[Short task]: Reproduce word for word the lines that start with the one containing "Target: fence post" and run through the final line of the items below, including both of those lines.

[Stored items]:
_ _ _ _
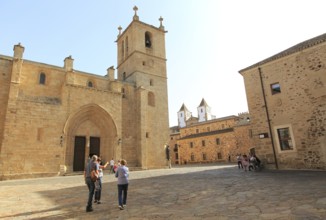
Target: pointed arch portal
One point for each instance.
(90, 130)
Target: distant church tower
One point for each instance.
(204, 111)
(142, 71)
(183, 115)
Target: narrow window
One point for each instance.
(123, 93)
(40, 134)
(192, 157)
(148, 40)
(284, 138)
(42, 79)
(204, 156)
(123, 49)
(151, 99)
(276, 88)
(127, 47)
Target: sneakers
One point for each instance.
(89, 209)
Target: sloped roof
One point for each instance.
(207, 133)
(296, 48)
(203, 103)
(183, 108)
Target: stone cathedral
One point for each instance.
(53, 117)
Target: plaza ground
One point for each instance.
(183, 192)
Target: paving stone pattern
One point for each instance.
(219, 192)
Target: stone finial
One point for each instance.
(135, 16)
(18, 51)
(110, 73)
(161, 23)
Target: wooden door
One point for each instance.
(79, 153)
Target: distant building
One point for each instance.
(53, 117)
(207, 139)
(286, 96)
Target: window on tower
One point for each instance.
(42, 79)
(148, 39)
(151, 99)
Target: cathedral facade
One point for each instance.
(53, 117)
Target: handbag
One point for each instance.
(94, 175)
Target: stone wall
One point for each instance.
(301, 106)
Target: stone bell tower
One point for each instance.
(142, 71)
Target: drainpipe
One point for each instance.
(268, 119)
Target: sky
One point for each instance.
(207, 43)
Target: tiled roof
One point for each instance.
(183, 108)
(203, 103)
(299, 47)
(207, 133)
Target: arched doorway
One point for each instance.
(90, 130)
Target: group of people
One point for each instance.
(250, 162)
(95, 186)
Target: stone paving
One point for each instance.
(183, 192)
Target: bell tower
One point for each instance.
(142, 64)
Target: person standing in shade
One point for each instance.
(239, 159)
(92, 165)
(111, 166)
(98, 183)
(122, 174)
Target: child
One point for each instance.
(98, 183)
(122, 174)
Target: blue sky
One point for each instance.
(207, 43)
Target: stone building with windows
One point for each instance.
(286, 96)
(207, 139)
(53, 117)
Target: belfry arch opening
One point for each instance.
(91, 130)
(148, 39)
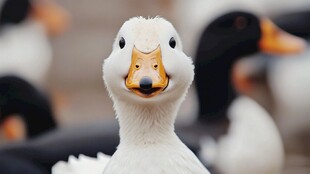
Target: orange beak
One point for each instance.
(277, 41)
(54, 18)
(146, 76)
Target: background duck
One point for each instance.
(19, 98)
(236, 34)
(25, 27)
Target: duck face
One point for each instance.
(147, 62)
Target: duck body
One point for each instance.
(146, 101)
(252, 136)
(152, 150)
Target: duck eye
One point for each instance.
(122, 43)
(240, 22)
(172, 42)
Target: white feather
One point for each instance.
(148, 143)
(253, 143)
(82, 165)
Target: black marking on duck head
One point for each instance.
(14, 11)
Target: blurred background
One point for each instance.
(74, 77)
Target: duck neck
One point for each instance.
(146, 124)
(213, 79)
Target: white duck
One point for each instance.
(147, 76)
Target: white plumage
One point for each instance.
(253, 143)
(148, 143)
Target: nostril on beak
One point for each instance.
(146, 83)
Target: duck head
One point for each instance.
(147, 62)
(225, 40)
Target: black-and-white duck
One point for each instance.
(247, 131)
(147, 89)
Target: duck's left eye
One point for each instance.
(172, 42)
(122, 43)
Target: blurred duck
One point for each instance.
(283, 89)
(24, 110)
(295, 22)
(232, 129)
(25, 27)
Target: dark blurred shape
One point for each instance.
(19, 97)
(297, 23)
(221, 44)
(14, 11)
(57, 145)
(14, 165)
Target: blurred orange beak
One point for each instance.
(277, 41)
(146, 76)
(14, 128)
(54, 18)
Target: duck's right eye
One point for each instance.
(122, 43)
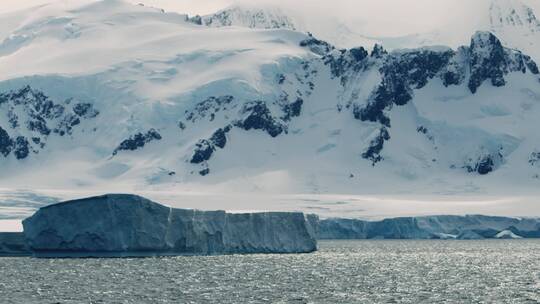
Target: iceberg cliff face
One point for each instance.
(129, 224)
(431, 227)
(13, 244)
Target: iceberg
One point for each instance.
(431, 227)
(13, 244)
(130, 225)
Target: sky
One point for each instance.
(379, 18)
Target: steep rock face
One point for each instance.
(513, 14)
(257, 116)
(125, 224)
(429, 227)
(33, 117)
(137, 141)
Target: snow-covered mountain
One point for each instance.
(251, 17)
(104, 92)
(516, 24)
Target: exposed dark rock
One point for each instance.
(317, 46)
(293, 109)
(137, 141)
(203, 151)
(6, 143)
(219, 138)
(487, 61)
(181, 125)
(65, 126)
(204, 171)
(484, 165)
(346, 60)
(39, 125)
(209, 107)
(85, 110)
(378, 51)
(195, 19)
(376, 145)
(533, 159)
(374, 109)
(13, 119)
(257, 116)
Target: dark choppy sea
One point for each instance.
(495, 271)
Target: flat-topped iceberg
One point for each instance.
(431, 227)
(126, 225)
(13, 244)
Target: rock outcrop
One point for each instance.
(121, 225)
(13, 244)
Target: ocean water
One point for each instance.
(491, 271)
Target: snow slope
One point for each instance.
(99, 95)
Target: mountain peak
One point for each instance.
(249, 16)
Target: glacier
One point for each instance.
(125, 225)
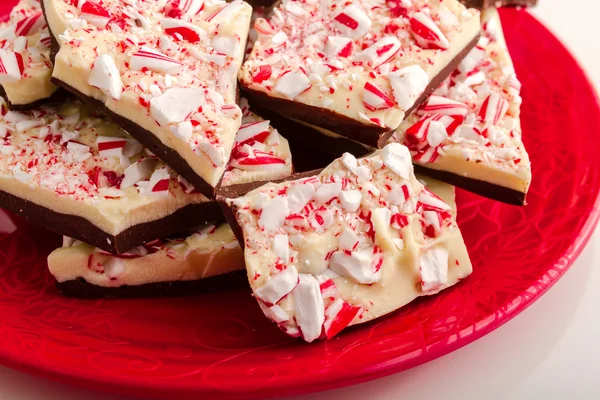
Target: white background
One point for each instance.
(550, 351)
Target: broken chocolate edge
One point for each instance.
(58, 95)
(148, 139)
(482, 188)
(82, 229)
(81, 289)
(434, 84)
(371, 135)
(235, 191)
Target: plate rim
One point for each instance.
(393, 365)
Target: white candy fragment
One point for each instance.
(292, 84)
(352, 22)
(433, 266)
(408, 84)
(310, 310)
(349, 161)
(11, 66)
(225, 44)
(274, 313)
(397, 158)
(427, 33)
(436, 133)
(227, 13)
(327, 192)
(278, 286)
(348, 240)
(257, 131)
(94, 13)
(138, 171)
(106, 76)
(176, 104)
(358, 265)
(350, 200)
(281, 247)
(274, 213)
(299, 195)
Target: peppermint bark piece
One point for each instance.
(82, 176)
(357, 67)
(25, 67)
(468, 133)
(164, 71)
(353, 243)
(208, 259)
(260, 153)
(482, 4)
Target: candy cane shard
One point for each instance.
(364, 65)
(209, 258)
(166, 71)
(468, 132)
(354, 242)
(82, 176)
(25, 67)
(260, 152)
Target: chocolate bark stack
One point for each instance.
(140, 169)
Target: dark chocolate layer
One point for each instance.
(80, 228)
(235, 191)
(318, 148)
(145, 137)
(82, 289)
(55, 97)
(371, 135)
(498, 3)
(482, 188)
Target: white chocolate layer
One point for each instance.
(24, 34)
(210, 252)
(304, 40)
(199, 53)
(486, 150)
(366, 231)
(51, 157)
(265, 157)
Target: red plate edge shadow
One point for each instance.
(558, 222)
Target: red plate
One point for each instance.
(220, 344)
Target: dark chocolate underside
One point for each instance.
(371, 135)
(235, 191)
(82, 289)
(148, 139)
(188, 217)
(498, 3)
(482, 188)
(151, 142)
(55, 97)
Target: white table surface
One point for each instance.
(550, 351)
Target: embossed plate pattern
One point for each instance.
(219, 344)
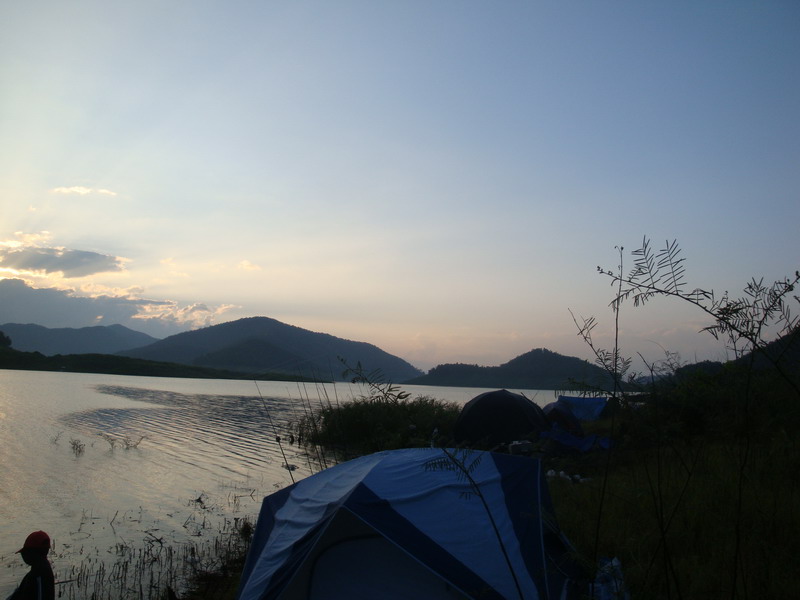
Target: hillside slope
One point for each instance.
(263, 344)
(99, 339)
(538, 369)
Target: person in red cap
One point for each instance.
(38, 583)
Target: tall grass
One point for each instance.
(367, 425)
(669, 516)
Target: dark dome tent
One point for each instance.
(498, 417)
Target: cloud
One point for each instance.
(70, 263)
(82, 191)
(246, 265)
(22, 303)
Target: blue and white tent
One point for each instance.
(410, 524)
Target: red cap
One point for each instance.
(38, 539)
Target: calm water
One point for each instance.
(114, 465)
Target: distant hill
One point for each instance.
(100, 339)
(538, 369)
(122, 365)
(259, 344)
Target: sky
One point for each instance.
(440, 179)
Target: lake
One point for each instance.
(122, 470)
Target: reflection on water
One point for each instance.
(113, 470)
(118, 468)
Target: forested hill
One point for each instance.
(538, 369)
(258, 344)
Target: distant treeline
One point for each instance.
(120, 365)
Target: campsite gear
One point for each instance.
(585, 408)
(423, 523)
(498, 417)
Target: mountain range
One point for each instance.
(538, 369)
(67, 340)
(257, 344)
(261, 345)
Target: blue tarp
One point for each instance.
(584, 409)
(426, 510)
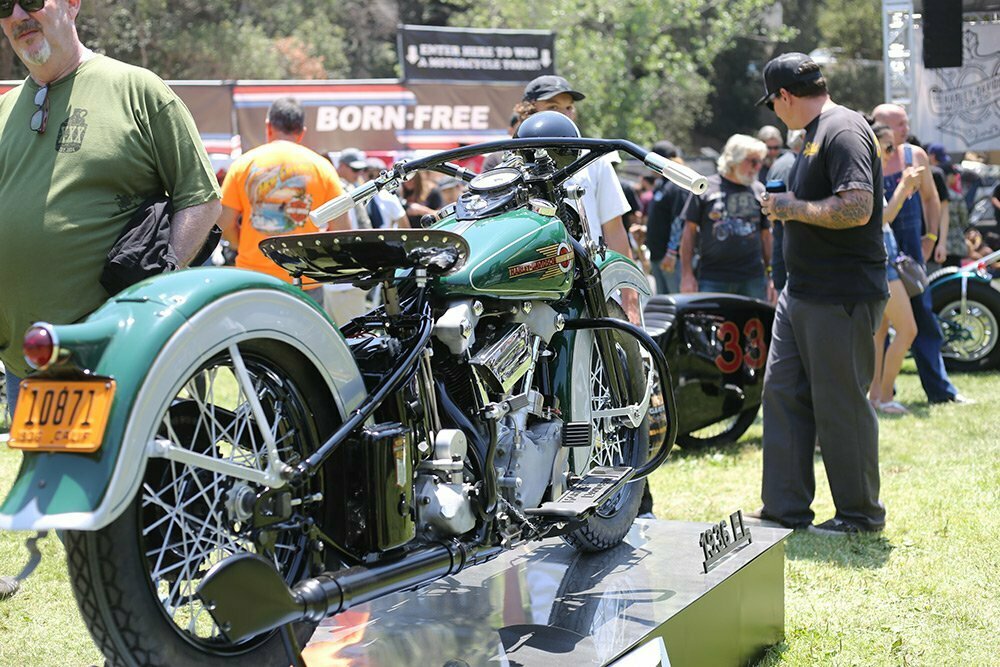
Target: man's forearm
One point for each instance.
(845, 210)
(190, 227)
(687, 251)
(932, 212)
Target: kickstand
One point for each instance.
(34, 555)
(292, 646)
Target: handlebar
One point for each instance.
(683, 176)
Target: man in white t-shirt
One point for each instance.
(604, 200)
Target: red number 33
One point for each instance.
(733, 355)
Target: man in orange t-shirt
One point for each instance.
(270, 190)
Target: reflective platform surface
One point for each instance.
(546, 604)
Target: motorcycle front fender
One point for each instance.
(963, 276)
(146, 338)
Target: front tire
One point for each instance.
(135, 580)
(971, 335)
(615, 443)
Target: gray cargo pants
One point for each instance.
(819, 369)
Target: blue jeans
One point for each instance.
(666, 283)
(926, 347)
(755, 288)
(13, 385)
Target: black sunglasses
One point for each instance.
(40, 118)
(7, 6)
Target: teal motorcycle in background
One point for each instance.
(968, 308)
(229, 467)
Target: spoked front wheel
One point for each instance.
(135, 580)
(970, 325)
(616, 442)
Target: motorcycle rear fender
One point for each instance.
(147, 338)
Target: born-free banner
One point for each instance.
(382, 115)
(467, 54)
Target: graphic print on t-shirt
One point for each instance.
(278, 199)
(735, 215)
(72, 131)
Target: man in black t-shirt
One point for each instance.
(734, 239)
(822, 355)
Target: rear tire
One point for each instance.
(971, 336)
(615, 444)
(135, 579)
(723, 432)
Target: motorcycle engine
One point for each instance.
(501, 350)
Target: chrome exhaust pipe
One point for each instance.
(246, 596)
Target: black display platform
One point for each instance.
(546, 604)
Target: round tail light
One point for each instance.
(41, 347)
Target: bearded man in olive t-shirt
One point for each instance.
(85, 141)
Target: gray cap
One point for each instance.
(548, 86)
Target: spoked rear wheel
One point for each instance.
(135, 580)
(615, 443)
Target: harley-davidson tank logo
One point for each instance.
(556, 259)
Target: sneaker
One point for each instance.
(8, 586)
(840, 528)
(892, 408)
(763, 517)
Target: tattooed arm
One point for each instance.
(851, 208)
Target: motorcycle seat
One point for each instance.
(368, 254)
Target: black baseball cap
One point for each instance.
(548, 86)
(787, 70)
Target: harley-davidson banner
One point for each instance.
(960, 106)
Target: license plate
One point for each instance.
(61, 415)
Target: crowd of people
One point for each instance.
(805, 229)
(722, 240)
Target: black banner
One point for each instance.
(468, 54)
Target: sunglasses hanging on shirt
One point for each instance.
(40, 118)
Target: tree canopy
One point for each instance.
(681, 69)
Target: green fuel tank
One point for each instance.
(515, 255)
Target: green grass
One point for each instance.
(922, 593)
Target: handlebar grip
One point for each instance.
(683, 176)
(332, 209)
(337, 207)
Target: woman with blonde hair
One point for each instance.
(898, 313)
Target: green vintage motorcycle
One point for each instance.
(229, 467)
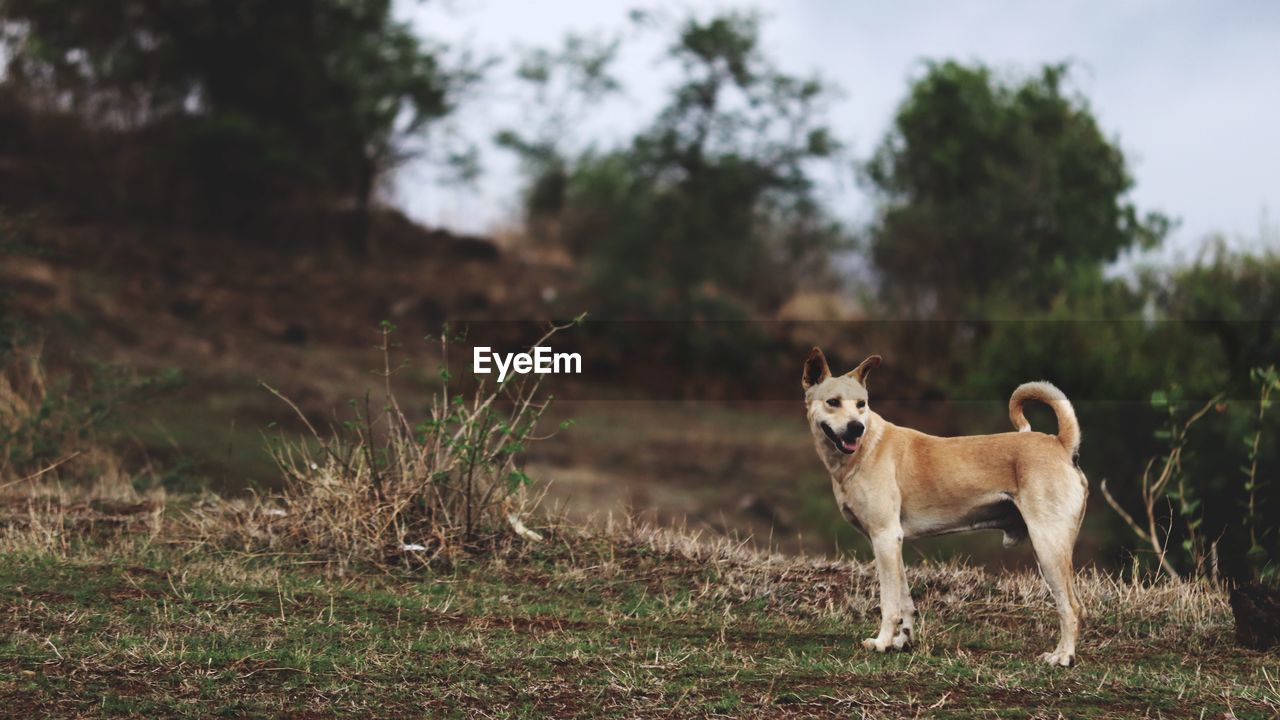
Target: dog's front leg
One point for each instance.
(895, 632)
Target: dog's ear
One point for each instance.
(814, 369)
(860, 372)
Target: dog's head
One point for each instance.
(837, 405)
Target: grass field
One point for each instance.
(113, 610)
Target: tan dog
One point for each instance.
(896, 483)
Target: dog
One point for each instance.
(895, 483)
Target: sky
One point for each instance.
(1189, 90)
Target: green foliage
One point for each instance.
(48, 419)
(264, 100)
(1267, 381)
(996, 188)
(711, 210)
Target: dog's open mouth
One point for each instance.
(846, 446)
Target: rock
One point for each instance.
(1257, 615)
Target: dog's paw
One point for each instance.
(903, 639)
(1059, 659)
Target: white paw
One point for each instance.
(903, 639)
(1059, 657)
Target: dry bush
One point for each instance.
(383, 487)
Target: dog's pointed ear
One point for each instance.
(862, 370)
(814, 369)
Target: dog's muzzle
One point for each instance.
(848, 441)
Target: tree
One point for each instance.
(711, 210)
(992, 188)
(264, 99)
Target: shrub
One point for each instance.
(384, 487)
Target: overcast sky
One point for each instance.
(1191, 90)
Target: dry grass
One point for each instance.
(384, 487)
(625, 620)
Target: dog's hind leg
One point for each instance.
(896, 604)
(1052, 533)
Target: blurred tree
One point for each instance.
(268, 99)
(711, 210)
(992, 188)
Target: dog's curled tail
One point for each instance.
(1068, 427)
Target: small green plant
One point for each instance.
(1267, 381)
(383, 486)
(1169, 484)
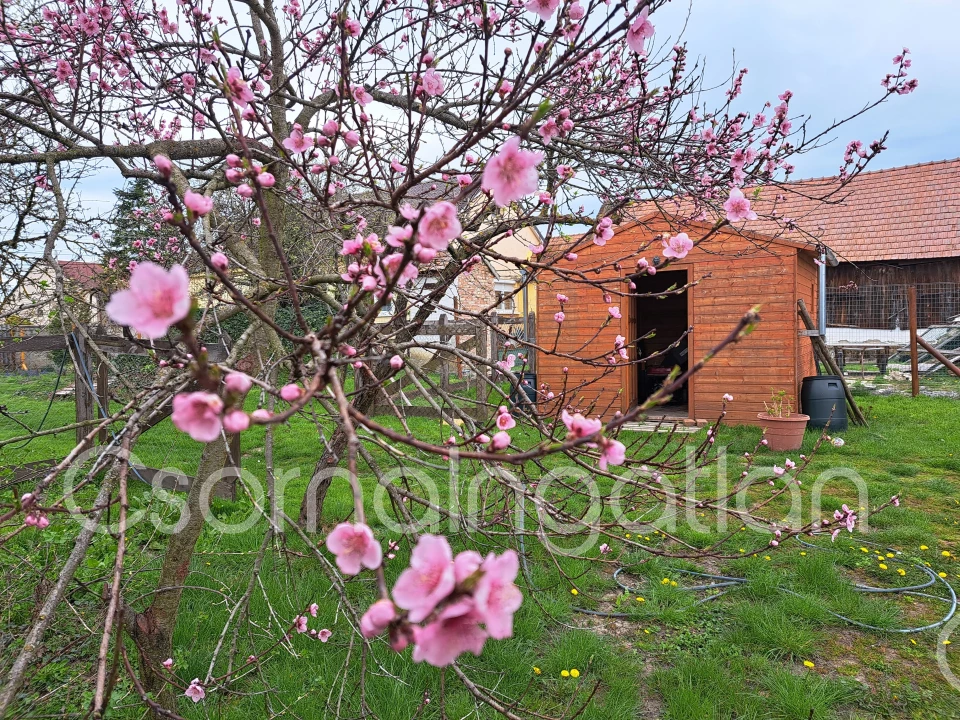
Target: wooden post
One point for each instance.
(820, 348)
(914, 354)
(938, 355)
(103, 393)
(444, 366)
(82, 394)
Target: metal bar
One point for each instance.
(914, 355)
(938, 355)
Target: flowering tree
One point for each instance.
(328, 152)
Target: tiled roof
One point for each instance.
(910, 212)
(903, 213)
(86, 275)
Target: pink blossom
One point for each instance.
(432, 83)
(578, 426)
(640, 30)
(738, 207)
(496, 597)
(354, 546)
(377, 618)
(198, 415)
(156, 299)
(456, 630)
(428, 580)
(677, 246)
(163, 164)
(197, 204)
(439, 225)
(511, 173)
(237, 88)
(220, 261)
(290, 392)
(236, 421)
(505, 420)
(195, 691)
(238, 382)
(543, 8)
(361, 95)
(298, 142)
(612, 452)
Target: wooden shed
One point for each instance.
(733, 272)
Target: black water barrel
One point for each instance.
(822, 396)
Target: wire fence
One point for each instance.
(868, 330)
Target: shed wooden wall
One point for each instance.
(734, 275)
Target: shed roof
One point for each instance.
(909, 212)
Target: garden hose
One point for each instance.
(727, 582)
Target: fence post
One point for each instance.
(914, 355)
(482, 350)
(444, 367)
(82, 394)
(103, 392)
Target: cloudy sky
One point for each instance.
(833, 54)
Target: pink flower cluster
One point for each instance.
_ _ _ _
[Answer to the exercise]:
Target: fence post
One point for each instance.
(914, 355)
(482, 350)
(444, 367)
(82, 394)
(103, 392)
Target: cloudy sky
One point for each instance.
(833, 54)
Target: pink flower cluster
One point for each instance.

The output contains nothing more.